*Stored records*
Start of Block

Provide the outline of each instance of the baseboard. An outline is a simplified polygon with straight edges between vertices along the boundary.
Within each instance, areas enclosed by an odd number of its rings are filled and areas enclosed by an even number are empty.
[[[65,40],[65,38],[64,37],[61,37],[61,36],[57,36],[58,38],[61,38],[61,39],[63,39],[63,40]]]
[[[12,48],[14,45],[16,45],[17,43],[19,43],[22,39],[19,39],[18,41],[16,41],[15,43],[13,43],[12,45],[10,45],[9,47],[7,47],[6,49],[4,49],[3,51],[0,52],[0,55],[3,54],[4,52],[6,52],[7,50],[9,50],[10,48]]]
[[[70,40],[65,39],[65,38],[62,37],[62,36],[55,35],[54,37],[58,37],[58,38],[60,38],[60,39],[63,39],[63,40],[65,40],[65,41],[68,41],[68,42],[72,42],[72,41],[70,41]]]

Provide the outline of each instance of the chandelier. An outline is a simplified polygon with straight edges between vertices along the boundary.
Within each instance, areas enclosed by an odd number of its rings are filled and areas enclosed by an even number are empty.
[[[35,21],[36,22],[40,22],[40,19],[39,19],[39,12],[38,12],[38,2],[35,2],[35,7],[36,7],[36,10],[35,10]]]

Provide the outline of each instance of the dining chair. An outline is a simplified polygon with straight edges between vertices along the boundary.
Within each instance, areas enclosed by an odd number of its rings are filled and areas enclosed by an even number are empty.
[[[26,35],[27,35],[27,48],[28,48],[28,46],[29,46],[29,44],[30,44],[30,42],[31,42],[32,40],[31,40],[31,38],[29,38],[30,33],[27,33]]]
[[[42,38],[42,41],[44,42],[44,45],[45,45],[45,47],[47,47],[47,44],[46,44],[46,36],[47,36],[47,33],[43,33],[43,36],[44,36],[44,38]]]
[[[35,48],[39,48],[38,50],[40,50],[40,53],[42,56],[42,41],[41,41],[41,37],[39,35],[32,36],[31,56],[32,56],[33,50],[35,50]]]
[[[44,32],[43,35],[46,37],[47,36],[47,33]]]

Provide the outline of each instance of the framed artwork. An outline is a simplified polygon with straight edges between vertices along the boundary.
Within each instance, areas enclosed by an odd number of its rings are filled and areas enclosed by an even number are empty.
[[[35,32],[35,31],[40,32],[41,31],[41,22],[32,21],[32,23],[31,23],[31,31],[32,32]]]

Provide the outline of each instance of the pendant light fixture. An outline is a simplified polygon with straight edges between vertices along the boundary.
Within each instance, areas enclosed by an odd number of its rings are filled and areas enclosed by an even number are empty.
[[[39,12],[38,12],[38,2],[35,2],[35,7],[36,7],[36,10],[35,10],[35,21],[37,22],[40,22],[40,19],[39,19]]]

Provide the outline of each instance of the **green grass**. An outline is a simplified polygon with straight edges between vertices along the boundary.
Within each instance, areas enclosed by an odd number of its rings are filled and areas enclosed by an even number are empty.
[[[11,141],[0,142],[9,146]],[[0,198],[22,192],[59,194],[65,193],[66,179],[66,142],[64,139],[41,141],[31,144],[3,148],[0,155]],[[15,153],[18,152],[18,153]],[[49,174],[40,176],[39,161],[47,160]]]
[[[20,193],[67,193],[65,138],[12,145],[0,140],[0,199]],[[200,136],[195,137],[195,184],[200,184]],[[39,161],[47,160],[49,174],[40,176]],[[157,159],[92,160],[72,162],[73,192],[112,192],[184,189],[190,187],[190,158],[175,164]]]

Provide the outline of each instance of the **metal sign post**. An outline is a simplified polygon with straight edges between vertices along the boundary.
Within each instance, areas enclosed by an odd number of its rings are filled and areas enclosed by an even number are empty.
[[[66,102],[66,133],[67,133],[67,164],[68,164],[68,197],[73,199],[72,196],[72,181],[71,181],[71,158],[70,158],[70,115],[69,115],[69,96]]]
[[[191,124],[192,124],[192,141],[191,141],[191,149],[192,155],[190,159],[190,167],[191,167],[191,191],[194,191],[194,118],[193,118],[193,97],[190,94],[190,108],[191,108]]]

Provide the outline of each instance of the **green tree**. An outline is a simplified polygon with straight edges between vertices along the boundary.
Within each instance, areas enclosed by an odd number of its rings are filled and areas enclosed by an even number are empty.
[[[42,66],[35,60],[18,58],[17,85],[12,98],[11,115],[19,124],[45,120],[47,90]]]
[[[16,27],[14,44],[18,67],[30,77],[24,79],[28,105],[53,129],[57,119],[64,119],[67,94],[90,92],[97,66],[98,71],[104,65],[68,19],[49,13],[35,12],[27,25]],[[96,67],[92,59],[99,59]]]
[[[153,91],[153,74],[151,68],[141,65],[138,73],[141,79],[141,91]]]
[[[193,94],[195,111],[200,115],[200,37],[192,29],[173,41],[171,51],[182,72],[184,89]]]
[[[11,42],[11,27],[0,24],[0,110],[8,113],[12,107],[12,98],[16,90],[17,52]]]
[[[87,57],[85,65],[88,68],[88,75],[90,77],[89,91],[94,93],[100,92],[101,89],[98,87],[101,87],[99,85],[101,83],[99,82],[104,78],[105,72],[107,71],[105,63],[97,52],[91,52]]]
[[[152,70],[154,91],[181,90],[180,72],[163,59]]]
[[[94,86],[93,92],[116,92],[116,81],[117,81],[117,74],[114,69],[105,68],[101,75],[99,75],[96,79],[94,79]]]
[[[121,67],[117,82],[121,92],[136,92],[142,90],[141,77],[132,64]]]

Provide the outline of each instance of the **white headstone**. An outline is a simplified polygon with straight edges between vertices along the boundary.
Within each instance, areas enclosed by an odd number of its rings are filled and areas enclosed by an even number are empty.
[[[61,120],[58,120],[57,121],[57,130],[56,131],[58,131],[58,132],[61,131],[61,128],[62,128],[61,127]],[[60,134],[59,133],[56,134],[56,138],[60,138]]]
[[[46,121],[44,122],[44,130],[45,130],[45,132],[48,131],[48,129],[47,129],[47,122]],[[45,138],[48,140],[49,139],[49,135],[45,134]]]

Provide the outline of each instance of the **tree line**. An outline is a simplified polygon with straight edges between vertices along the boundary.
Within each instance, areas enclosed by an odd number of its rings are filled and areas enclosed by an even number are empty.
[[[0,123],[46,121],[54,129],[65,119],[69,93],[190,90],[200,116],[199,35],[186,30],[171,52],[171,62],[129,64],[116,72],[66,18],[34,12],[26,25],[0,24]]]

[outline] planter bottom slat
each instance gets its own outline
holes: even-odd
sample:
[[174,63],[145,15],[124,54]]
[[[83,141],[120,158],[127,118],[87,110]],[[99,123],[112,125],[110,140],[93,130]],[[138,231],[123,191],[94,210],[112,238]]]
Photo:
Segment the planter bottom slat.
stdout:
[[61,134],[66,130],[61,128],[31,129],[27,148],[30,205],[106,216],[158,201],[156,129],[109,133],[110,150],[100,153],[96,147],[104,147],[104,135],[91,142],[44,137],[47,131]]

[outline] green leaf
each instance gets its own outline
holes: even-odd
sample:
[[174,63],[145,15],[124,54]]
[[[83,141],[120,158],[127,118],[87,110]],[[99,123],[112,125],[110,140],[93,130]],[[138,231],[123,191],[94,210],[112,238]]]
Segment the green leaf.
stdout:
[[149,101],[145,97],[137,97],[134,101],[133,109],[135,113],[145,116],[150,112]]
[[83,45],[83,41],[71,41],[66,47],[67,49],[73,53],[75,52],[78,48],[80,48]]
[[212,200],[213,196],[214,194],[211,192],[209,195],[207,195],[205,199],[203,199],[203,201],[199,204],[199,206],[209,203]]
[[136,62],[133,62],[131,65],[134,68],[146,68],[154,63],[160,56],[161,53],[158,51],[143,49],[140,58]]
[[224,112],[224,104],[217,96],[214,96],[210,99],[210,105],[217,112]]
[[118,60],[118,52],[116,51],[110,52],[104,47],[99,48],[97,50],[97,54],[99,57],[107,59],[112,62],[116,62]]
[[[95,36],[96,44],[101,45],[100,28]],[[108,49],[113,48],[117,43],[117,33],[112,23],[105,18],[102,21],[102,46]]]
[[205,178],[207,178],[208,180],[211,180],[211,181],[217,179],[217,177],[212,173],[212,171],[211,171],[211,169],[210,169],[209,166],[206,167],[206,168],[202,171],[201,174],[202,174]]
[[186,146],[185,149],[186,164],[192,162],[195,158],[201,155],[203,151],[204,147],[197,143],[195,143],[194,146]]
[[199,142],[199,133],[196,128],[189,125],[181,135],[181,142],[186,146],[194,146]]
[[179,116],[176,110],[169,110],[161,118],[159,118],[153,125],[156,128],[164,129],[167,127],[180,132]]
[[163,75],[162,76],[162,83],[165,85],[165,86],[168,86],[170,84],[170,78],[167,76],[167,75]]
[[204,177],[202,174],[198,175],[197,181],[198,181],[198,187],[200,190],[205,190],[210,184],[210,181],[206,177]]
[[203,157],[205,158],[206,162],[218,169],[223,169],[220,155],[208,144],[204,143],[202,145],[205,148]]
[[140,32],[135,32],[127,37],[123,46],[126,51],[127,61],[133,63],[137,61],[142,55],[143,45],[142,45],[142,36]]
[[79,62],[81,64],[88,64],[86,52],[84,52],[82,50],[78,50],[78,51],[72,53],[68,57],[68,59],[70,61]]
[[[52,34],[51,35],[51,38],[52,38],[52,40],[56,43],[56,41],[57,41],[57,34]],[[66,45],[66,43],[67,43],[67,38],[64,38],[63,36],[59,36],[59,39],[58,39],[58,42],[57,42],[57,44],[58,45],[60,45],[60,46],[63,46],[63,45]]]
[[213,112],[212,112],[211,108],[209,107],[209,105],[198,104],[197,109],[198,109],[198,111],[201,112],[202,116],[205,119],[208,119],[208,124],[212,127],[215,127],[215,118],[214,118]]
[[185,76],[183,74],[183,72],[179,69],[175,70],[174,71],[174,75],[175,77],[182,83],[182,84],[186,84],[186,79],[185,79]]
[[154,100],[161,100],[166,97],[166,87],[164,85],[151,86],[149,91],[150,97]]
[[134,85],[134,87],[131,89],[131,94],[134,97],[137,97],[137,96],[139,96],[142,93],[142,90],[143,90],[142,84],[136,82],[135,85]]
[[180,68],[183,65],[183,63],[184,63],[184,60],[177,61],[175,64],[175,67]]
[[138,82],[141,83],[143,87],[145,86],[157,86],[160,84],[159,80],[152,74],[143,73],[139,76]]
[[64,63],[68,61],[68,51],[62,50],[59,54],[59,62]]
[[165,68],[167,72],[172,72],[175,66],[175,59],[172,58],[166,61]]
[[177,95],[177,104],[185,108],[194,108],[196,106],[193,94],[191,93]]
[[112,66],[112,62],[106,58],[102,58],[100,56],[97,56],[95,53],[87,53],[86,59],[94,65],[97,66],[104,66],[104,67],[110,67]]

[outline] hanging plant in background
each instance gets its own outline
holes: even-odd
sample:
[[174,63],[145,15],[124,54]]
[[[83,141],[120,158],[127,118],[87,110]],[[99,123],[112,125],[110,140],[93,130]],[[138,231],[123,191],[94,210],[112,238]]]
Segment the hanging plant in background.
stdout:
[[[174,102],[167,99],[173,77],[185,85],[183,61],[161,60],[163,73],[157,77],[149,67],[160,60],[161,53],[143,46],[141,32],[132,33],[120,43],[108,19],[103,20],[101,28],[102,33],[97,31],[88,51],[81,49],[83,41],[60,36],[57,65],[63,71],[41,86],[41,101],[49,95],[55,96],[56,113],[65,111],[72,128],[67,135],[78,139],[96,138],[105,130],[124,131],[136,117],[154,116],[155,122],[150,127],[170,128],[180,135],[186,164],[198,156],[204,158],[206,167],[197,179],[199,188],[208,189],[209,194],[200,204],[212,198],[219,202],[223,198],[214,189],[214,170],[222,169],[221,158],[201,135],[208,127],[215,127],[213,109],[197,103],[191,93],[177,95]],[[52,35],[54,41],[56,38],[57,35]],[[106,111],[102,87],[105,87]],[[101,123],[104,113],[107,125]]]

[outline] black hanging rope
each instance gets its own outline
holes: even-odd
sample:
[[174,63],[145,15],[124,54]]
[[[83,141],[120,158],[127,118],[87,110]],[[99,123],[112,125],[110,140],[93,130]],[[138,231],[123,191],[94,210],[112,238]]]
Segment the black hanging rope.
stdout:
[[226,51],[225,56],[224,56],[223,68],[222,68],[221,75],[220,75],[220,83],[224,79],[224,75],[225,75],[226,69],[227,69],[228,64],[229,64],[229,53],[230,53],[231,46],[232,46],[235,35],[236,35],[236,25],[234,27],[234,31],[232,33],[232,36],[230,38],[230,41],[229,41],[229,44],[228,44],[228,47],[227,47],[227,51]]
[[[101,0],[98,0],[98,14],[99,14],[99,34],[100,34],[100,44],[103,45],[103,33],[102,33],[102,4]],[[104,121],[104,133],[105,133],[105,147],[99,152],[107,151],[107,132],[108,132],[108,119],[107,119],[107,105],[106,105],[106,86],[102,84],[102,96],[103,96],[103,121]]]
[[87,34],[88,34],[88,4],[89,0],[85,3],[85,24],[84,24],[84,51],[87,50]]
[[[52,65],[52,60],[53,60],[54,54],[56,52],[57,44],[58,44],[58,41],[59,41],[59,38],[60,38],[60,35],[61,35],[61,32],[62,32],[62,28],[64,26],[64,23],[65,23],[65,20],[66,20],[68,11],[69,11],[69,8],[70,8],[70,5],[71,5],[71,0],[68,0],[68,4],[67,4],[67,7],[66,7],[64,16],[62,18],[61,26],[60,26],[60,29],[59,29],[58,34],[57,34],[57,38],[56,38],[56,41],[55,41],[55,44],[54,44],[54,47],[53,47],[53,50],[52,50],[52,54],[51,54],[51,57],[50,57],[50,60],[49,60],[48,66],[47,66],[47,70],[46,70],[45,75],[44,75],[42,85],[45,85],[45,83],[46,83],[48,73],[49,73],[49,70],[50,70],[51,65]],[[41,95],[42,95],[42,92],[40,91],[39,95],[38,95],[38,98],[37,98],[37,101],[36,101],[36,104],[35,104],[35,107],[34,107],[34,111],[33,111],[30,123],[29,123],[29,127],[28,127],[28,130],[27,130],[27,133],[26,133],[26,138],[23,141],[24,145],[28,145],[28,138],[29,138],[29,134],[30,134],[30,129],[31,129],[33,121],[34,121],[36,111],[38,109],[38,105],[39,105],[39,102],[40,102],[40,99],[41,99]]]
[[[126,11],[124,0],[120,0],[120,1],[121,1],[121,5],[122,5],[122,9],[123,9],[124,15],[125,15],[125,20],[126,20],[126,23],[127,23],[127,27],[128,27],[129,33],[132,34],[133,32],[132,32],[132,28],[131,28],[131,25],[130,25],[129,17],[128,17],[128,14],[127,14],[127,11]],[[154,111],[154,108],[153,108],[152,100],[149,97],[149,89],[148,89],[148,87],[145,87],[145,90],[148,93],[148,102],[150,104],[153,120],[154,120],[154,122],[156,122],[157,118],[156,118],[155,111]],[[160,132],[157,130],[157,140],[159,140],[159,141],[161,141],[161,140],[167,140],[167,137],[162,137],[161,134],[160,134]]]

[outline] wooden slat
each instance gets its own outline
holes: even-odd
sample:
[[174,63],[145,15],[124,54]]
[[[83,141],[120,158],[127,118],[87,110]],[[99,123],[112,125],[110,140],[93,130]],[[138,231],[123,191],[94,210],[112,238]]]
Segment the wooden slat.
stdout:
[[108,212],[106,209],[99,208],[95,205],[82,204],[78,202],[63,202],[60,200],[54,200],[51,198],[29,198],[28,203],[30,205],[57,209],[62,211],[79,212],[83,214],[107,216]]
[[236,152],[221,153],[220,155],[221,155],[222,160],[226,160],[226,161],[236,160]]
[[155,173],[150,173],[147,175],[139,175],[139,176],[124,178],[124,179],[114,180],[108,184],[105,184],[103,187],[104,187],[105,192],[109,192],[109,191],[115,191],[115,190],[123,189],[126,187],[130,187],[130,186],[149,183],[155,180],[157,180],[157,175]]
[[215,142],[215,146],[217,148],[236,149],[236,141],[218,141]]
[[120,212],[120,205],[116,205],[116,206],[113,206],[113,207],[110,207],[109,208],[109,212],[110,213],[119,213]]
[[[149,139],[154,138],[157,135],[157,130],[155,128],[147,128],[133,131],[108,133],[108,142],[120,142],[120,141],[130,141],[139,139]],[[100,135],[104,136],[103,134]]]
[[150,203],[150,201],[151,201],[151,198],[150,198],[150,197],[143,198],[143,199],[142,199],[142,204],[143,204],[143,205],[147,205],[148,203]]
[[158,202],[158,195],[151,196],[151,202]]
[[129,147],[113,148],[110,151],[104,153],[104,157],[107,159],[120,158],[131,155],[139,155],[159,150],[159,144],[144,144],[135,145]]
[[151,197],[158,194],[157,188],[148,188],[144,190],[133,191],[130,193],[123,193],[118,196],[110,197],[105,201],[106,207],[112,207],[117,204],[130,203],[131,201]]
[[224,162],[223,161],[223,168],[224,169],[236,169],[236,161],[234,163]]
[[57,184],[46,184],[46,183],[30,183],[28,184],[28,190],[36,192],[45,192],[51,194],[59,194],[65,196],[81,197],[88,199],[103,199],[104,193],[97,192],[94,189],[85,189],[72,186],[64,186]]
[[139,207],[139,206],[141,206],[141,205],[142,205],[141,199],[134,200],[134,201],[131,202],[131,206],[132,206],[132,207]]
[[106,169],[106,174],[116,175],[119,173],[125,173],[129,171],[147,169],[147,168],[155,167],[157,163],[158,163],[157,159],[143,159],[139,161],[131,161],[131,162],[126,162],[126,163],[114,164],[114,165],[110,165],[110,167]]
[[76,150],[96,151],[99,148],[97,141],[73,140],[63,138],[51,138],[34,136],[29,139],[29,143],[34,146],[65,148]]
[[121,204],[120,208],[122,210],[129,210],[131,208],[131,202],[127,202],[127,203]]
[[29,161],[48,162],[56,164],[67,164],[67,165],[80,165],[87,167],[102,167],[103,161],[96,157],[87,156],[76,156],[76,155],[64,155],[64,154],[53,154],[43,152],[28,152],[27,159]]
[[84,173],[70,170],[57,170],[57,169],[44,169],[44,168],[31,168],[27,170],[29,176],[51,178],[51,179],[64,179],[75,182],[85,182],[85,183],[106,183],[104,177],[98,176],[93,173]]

End of Block

*Task requirements*
Retype exactly the lines of the data above that fall between the line with "[outline] hanging plant in background" and the line with "Segment the hanging plant in background.", inclusive, and add nothing.

*Written response*
[outline] hanging plant in background
each instance gets its own outline
holes: even-odd
sample:
[[174,63],[145,15],[124,54]]
[[[83,141],[120,158],[127,118],[87,110]],[[99,123],[112,125],[110,140],[93,130]],[[138,231],[123,191],[94,210],[112,238]]]
Segment the hanging plant in background.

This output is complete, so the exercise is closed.